Texte fourni:

= = = = = = =

Article rédigé par Corinne Jeammet
France Télévisions - Rédaction Culture
Publié Mis à jour
Temps de lecture : 6min
Maximiliano Modesti (à gauche) et le travail des artisans dans les ateliers de Bombay en Inde, 2019 (Maison Mayad)

Maximiliano Modesti quitte en 1998 la France pour l'Inde. A Bombay, il se forme au métier de brodeur puis crée des ateliers de broderies, qui oeuvrent aujourd'hui pour les plus grands noms de la haute couture internationale. Depuis près de 25 ans, il milite au quotidien pour donner aux artisans brodeurs une vraie place dans la société indienne. Son souhait : valoriser ce savoir-faire et ces gestes d’exception dans des ateliers du bout du monde.  

De passage à Paris pendant la Fashion Week de mars 2020, il a présenté maison Mayad et ses robes brodées qui foulent les catwalks des Fashion Weeks internationales. Rencontre avec un homme passionné et passionnant.

L’Inde, un pays de tradition pour la broderie

En Inde foisonne une mosaïque de peuples, de cultures et de savoir-faire. Les brodeurs y excellent. Le métier est principalement effectué par des hommes, qui pérennisent la profession.

Jadis, ces brodeurs ont quitté familles et régions d’origine pour rejoindre Bombay.  Au 17e siècle, le développement de la broderie perse est encouragé par les empereurs moghols qui invitent les artisans perses à s’installer en Inde. "Autour des cours royales impériales, il y a alors une effervescence de savoir-faire pour répondre aux demandes des familles royales" explique Maximiliano Modesti.  

Travail de broderie réalisé par un artisan pour la maison Mayad, à Bombay en Inde. 2020 (MAISON MAYAD)

De Venise à Bombay, un parcours multiculturel et une aventure humaine

Né à Venise en Italie, Maximiliano Modesti est passé par le studio Bercot et l’Institut Français de la mode à Paris. En 1993, il travaille chez Azzedine Alaïa. Quatre années essentielles qui vont changer sa vie : aux côtés du couturier, il comprend que son avenir n'est pas d'être styliste mais décorateur de robes.

"Mon premier voyage en Inde est en mars 1993 dans le cadre de ma thèse à l'IFM. J'ai pris la décision de m'y installer définitivement le 1er mars 1998 après avoir quitté le studio d'Azzedine Alaia. J'ai pris un billet aller simple, je m'en souviens très précisément, c'était le 26 février, date de l'anniversaire d'Azzedine. J'ai attendu cette date avant de partir sans le prévenir". C’est dans la ville de Bombay, qui accueille 50.000 brodeurs, qu’il s'installe. Il apprend le métier auprès du maître brodeur Liakad qui lui enseigne comment communiquer avec les artisans indiens, avant d'ouvrir son premier atelier, 2M en 1998. Aujourd’hui, il emploie 600 brodeurs sur deux sites entre Bombay et Lucknow. Ces artisans travaillent pour les plus grands noms de la haute couture internationale.

Maximiliano Modesti, entrepreneur de mode basé entre la France et l'Inde depuis 25 ans. Sa passion : la broderie. 2019 (ABHAY MASKARA)

= = = = = = =

Informations extraites:
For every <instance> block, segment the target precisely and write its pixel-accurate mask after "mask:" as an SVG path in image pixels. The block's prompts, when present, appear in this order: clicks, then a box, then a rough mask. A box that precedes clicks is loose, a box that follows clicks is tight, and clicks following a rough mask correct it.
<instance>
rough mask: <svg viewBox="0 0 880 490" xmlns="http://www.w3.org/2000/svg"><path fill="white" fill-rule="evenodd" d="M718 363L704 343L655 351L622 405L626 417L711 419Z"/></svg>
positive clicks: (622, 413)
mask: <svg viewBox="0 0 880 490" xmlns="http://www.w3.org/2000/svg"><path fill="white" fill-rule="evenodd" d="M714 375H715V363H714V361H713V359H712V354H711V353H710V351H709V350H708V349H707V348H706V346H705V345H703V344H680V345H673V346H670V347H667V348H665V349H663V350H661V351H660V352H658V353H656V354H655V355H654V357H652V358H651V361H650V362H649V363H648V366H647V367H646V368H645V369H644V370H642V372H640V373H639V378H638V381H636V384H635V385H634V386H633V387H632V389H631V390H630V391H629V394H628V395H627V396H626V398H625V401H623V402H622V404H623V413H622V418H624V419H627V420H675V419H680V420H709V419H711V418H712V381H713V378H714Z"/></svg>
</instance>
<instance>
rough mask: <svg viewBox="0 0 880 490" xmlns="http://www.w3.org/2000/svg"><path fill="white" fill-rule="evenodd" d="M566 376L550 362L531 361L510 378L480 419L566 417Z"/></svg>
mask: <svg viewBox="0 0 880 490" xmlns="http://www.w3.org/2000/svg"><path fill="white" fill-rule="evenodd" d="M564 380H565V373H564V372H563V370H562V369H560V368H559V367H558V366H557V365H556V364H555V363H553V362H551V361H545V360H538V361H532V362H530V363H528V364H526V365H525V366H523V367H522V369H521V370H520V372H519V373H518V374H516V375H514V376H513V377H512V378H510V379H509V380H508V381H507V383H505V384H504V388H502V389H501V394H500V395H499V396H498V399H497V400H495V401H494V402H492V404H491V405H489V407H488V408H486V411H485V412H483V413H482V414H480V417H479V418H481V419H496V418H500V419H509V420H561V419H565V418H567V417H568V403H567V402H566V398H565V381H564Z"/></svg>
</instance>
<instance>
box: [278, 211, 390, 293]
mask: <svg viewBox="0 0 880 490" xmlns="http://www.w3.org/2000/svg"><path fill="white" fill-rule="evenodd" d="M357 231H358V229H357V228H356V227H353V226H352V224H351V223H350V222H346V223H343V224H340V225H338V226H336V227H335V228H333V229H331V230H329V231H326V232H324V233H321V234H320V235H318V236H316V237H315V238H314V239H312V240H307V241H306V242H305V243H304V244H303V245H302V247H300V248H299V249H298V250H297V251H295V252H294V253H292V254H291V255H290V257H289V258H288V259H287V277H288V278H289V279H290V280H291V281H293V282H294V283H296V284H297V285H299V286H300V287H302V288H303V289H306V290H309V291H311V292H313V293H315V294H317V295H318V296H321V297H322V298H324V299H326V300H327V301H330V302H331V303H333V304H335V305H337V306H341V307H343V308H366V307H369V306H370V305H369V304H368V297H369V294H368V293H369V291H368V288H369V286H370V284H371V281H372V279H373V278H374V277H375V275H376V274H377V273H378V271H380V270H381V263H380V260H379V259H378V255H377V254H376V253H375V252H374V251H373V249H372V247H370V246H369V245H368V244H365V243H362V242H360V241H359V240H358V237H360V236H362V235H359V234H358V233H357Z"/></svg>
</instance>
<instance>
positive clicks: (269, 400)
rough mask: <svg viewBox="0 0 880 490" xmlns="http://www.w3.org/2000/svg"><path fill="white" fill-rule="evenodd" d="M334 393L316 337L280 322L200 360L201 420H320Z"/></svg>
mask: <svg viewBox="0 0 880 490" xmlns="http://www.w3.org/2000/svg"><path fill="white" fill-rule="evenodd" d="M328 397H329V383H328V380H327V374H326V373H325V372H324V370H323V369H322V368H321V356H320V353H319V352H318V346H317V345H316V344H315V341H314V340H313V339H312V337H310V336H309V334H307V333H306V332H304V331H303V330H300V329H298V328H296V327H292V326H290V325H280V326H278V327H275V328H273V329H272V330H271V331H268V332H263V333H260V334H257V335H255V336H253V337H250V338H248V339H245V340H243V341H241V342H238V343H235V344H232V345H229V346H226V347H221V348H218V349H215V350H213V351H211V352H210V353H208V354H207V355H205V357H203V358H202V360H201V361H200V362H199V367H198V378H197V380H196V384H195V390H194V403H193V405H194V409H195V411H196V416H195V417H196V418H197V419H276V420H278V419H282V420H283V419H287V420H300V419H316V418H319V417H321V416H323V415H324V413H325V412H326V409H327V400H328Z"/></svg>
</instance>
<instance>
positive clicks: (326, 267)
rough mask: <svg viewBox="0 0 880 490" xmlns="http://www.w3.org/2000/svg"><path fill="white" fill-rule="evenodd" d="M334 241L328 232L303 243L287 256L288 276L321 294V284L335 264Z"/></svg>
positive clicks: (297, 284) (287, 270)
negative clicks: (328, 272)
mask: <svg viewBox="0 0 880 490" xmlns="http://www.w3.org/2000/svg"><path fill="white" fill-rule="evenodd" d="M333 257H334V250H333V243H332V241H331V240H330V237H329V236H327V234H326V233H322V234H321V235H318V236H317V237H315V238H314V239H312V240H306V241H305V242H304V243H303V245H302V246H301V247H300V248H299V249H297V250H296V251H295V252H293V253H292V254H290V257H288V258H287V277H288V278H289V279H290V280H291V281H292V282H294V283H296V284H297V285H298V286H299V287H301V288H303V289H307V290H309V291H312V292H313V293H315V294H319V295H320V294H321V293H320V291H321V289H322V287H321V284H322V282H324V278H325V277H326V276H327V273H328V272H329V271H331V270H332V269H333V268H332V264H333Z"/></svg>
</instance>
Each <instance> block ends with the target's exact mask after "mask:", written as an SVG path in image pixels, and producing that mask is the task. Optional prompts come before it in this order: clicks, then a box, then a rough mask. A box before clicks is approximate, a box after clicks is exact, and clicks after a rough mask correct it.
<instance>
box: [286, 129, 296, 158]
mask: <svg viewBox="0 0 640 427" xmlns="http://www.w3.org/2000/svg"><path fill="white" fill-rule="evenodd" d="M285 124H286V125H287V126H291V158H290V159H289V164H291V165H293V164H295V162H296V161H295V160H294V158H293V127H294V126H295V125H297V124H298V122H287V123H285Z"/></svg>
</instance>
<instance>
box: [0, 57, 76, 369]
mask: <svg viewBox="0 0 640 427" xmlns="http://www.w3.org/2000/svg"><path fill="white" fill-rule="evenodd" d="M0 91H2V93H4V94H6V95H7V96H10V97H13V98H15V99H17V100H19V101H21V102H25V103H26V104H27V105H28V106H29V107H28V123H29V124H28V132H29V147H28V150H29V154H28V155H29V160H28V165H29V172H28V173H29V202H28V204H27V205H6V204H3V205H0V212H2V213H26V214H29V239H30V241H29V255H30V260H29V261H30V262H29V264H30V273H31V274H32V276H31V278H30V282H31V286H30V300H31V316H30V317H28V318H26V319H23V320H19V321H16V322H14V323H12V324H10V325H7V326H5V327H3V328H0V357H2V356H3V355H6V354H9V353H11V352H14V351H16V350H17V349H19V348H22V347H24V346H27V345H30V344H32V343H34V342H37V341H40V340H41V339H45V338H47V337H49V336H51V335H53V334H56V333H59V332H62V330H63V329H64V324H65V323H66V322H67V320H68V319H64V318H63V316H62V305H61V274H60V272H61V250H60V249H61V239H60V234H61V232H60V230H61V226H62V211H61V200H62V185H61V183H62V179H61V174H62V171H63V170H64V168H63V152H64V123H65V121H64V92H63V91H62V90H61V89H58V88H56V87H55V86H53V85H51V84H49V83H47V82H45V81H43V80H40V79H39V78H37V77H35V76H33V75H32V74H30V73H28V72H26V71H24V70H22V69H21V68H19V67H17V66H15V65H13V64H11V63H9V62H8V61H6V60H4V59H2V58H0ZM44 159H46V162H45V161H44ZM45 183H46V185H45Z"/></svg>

= = = = = = =

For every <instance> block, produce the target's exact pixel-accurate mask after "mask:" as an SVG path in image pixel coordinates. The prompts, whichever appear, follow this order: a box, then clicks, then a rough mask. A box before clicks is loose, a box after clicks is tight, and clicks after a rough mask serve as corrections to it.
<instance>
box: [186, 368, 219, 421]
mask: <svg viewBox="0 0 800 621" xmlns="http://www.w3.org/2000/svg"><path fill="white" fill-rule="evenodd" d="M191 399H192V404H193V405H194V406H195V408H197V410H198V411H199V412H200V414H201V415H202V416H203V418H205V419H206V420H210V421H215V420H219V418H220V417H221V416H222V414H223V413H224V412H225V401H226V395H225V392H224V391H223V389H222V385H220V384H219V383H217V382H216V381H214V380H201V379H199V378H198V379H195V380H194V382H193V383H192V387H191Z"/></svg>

= = = = = = =

Consignes:
1. Réécrivez le passage de l'article sur Maximiliano Modesti qui commence par « De Venise à » et se poursuit jusqu'à « décorateur de robes. », en remplaçant « couturier » par « créateur ».
2. D'après l'article sur Maximiliano Modesti, combien de brodeurs emploie-t-il aujourd'hui, et où se trouvent ses sites ?
3. Donnez la suite de l'article sur Maximiliano Modesti à partir de sa dernière phrase.

Réponses rédigées:
1.
De Venise à Bombay, un parcours multiculturel et une aventure humaine

Né à Venise en Italie, Maximiliano Modesti est passé par le studio Bercot et l’Institut Français de la mode à Paris. En 1993, il travaille chez Azzedine Alaïa. Quatre années essentielles qui vont changer sa vie : aux côtés du créateur, il comprend que son avenir n'est pas d'être styliste mais décorateur de robes.

2. Il emploie 600 brodeurs sur deux sites, entre Bombay et Lucknow.

3.
Donner aux brodeurs une vraie place dans la société indienne

Maximiliano Modesti milite au quotidien pour donner à ces artisans une vraie place dans la société indienne. Selon la tradition indienne, les brodeurs sont payés à la journée. "En 2005, j'ai décidé que pour soutenir la formation et la reconnaissance des brodeurs, il fallait passer à un système d'emploi salarié afin de les responsabiliser". Pour lui "il faut garantir aux brodeurs une continuité pour apprendre à se perfectionner et devenir eux-mêmes peut-être des entrepreneurs". 

La broderie indienne au service de la haute couture et du prêt-à-porter de luxe 

En 2013, en s’appuyant sur ses ateliers de broderies, Maximiliano Modesti fonde avec Mohammed Amine Dadda la maison Mayad, qui propose de la haute couture (en janvier et juillet) et du prêt-à-porter de luxe (en octobre et mars). Ces robes brodées foulent aujourd’hui les catwalks des Fashions Weeks internationales.

Maison Mayad; collection "Lyrical Abstraction", chapitre 3, présentée lors de la semaine de la mode parisienne, en mars 2020 (Maison Mayad)

La maison Mayad est au croisement du savoir-faire et de la culture : "Il faut additionner les savoir-faire, ce n’est pas les uns contre les autres mais, au contraire, il faut créer des synergies pour des créations uniques", expliquent les deux fondateurs. "j'ai toujours été entre deux cultures, l’italienne et la française, l’occidentale et l'indienne. J’ai trouvé en Inde une addition à la culture européenne" remarque Maximiliano Modesti.

Après les collections Dawn of the collection (chapitre 1) et Blosson in the Desert (chapitre 2), en mars 2020 la maison Mayad a présenté Lyrical Abstraction (chapitre 3), une collection prêt-à-porter de luxe composée de 25 modèles.

Maison Mayad, collection "Blosson in the Desert", chapitre 2, 2019 (Maison Mayad)

La commercialisation des collections de la maison Mayad est réalisée via des shoppers stylistes, des trunks show et des points de vente confidentiels où se rend une clientèle privée.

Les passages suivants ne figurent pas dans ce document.